YOUR INSTRUCTIONS: Take the lines from the one with "Locate every instance of the bird's open" through the last line of the material below and write them out exactly, without any pictures.

STORED DATA:

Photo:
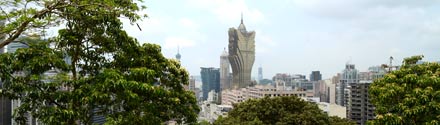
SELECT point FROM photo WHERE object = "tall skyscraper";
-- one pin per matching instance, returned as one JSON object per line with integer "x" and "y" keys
{"x": 349, "y": 75}
{"x": 224, "y": 71}
{"x": 178, "y": 56}
{"x": 210, "y": 80}
{"x": 315, "y": 76}
{"x": 260, "y": 73}
{"x": 241, "y": 55}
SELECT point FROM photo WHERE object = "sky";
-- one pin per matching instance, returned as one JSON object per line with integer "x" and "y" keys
{"x": 295, "y": 36}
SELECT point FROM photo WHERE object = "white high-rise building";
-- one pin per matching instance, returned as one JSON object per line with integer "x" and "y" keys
{"x": 225, "y": 82}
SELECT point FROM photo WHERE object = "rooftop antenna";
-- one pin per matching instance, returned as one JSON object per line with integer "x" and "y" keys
{"x": 241, "y": 17}
{"x": 391, "y": 63}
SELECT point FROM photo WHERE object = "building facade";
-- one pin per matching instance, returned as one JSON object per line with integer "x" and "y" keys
{"x": 210, "y": 80}
{"x": 260, "y": 73}
{"x": 360, "y": 110}
{"x": 225, "y": 82}
{"x": 241, "y": 55}
{"x": 349, "y": 75}
{"x": 315, "y": 76}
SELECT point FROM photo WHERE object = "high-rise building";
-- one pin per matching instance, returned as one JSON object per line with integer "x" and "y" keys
{"x": 210, "y": 80}
{"x": 192, "y": 84}
{"x": 360, "y": 109}
{"x": 224, "y": 71}
{"x": 178, "y": 56}
{"x": 260, "y": 74}
{"x": 315, "y": 76}
{"x": 14, "y": 46}
{"x": 349, "y": 75}
{"x": 241, "y": 55}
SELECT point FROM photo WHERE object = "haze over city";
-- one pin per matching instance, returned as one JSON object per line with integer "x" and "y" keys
{"x": 295, "y": 36}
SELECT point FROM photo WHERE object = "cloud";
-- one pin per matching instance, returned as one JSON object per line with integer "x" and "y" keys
{"x": 228, "y": 11}
{"x": 174, "y": 42}
{"x": 354, "y": 8}
{"x": 264, "y": 43}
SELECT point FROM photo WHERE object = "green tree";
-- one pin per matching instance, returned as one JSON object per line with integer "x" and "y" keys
{"x": 110, "y": 74}
{"x": 410, "y": 95}
{"x": 289, "y": 110}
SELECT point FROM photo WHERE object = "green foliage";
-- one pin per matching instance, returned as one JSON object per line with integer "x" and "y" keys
{"x": 110, "y": 73}
{"x": 28, "y": 16}
{"x": 410, "y": 95}
{"x": 278, "y": 110}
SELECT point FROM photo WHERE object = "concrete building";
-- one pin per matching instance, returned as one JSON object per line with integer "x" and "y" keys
{"x": 333, "y": 109}
{"x": 260, "y": 74}
{"x": 210, "y": 80}
{"x": 230, "y": 97}
{"x": 325, "y": 90}
{"x": 349, "y": 75}
{"x": 178, "y": 56}
{"x": 315, "y": 76}
{"x": 360, "y": 110}
{"x": 241, "y": 55}
{"x": 225, "y": 82}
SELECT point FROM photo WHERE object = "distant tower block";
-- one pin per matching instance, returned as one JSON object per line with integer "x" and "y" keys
{"x": 178, "y": 56}
{"x": 224, "y": 71}
{"x": 241, "y": 55}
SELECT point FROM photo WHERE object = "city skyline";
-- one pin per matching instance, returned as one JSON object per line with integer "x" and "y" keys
{"x": 294, "y": 36}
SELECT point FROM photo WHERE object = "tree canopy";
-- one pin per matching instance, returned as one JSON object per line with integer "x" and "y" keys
{"x": 410, "y": 95}
{"x": 108, "y": 74}
{"x": 288, "y": 110}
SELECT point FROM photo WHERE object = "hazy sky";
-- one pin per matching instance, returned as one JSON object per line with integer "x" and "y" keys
{"x": 295, "y": 36}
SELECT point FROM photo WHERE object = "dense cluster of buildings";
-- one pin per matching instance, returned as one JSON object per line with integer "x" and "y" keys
{"x": 344, "y": 95}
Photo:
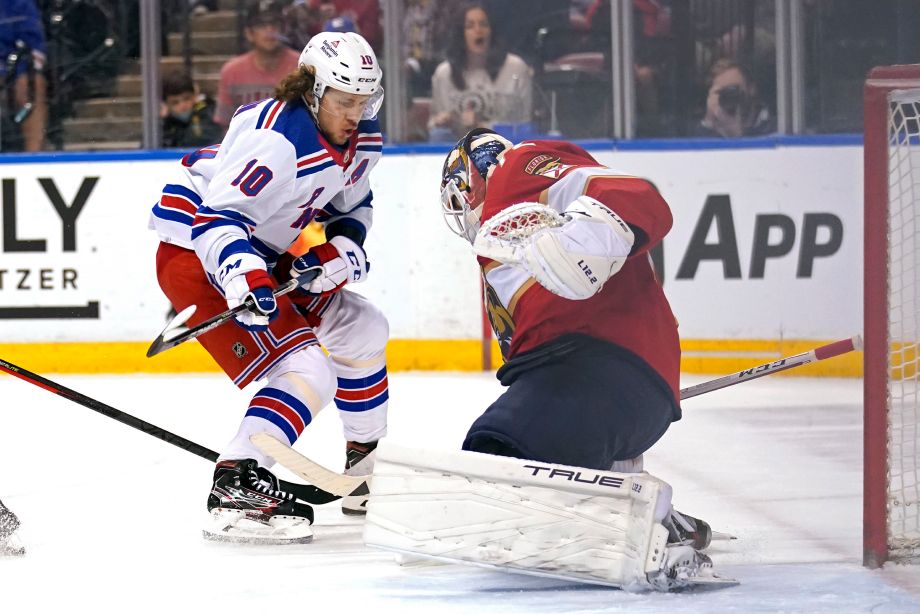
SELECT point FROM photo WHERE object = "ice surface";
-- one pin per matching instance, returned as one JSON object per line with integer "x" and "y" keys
{"x": 112, "y": 517}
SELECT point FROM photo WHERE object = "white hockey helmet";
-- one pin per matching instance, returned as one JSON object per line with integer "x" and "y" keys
{"x": 344, "y": 61}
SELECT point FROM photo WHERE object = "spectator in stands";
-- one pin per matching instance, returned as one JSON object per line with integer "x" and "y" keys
{"x": 253, "y": 75}
{"x": 480, "y": 84}
{"x": 188, "y": 116}
{"x": 22, "y": 58}
{"x": 733, "y": 107}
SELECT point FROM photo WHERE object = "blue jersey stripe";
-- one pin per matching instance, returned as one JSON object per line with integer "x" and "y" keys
{"x": 181, "y": 190}
{"x": 280, "y": 422}
{"x": 230, "y": 214}
{"x": 239, "y": 246}
{"x": 290, "y": 400}
{"x": 359, "y": 406}
{"x": 315, "y": 169}
{"x": 172, "y": 215}
{"x": 200, "y": 229}
{"x": 362, "y": 382}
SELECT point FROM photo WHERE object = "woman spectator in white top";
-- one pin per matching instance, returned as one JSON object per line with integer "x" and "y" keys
{"x": 480, "y": 84}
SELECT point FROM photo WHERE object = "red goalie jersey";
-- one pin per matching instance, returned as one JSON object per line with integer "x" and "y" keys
{"x": 631, "y": 310}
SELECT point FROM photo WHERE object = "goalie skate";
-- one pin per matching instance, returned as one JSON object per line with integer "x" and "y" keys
{"x": 685, "y": 530}
{"x": 359, "y": 461}
{"x": 247, "y": 506}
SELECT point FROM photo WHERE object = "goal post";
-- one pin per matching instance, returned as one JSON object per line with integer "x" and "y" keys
{"x": 891, "y": 327}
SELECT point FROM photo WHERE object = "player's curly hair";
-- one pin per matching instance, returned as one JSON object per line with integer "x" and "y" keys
{"x": 298, "y": 83}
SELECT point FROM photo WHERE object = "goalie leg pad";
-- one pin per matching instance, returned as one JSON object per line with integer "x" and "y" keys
{"x": 518, "y": 515}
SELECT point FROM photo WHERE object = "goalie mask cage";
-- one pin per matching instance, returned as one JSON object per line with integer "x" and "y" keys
{"x": 891, "y": 478}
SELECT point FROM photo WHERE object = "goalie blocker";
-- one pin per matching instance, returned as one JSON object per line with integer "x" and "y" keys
{"x": 529, "y": 517}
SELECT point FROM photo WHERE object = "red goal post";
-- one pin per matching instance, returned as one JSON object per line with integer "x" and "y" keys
{"x": 891, "y": 328}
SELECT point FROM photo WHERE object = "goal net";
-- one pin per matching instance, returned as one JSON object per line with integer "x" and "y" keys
{"x": 892, "y": 316}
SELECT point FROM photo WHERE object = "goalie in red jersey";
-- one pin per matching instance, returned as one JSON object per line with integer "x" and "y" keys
{"x": 590, "y": 343}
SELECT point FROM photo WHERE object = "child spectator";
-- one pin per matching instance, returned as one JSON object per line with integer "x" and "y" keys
{"x": 480, "y": 84}
{"x": 188, "y": 116}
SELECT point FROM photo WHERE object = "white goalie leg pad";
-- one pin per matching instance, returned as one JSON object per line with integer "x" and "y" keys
{"x": 517, "y": 515}
{"x": 576, "y": 259}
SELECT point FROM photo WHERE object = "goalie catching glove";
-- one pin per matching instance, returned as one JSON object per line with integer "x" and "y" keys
{"x": 572, "y": 256}
{"x": 243, "y": 276}
{"x": 340, "y": 261}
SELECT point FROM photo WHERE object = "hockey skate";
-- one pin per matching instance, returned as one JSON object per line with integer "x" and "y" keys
{"x": 9, "y": 545}
{"x": 685, "y": 530}
{"x": 359, "y": 460}
{"x": 686, "y": 568}
{"x": 247, "y": 506}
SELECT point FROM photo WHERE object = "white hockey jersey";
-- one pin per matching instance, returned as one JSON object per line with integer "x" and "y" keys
{"x": 272, "y": 174}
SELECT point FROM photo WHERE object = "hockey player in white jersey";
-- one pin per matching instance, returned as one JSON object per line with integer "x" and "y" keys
{"x": 225, "y": 222}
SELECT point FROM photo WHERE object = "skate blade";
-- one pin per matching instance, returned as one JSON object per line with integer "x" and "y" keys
{"x": 706, "y": 583}
{"x": 234, "y": 526}
{"x": 10, "y": 550}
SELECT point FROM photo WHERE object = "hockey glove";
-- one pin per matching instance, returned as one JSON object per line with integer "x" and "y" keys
{"x": 576, "y": 259}
{"x": 243, "y": 276}
{"x": 340, "y": 261}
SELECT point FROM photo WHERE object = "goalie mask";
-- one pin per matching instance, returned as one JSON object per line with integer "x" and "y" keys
{"x": 344, "y": 61}
{"x": 463, "y": 179}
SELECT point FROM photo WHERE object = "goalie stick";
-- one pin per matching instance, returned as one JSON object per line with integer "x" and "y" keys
{"x": 175, "y": 333}
{"x": 335, "y": 483}
{"x": 304, "y": 492}
{"x": 329, "y": 485}
{"x": 820, "y": 353}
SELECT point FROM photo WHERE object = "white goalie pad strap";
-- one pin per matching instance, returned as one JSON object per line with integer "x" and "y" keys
{"x": 503, "y": 236}
{"x": 517, "y": 515}
{"x": 577, "y": 258}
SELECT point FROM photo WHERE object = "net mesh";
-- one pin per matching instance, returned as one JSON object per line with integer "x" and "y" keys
{"x": 904, "y": 326}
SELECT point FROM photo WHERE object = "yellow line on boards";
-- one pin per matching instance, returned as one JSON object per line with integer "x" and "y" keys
{"x": 701, "y": 356}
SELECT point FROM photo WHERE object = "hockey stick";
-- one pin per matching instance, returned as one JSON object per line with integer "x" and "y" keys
{"x": 174, "y": 333}
{"x": 825, "y": 351}
{"x": 304, "y": 492}
{"x": 357, "y": 485}
{"x": 336, "y": 483}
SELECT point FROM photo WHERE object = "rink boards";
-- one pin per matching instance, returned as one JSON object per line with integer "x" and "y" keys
{"x": 764, "y": 259}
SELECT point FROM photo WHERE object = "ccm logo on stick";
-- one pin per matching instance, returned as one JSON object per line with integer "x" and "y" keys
{"x": 576, "y": 476}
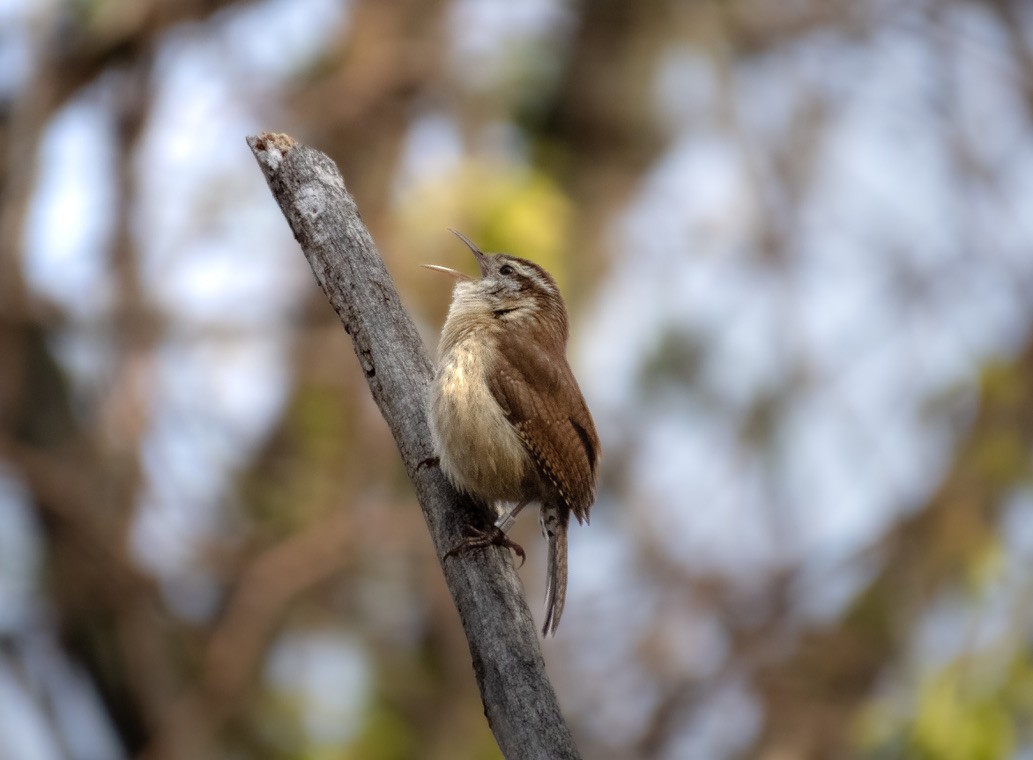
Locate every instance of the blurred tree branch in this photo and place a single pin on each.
(519, 700)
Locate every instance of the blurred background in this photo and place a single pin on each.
(796, 245)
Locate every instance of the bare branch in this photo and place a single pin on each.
(519, 700)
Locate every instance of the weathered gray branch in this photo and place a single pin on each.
(519, 700)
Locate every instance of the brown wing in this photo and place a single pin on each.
(540, 398)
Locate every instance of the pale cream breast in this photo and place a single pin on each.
(479, 451)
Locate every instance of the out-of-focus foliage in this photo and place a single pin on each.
(794, 240)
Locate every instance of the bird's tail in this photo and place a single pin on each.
(554, 525)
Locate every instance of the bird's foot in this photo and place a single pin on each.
(494, 536)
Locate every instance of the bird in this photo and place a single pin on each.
(508, 421)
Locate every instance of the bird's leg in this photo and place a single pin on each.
(495, 536)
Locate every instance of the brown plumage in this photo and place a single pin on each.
(508, 419)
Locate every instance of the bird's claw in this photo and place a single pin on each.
(495, 536)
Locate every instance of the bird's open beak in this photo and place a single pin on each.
(445, 271)
(477, 253)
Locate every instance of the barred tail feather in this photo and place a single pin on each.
(555, 527)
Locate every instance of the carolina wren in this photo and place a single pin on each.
(508, 420)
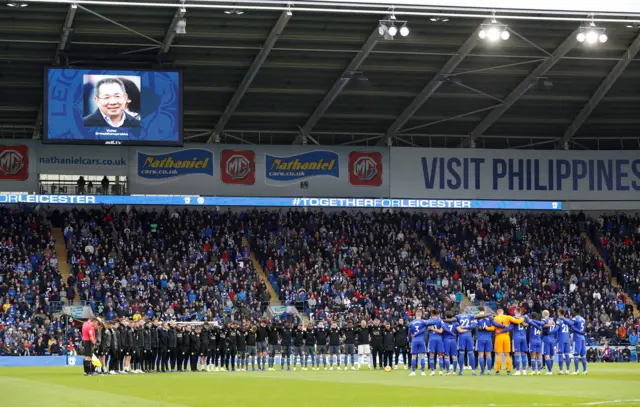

COMPLETED EXERCISE:
Locate every instance of the bird's open beak in this photo and place a single pin on each.
(445, 271)
(477, 253)
Locate every instance of the barred tail feather in this photo and place a single pin on each.
(555, 527)
Locate every instance of the carolina wren in this photo and place a single pin on each.
(508, 420)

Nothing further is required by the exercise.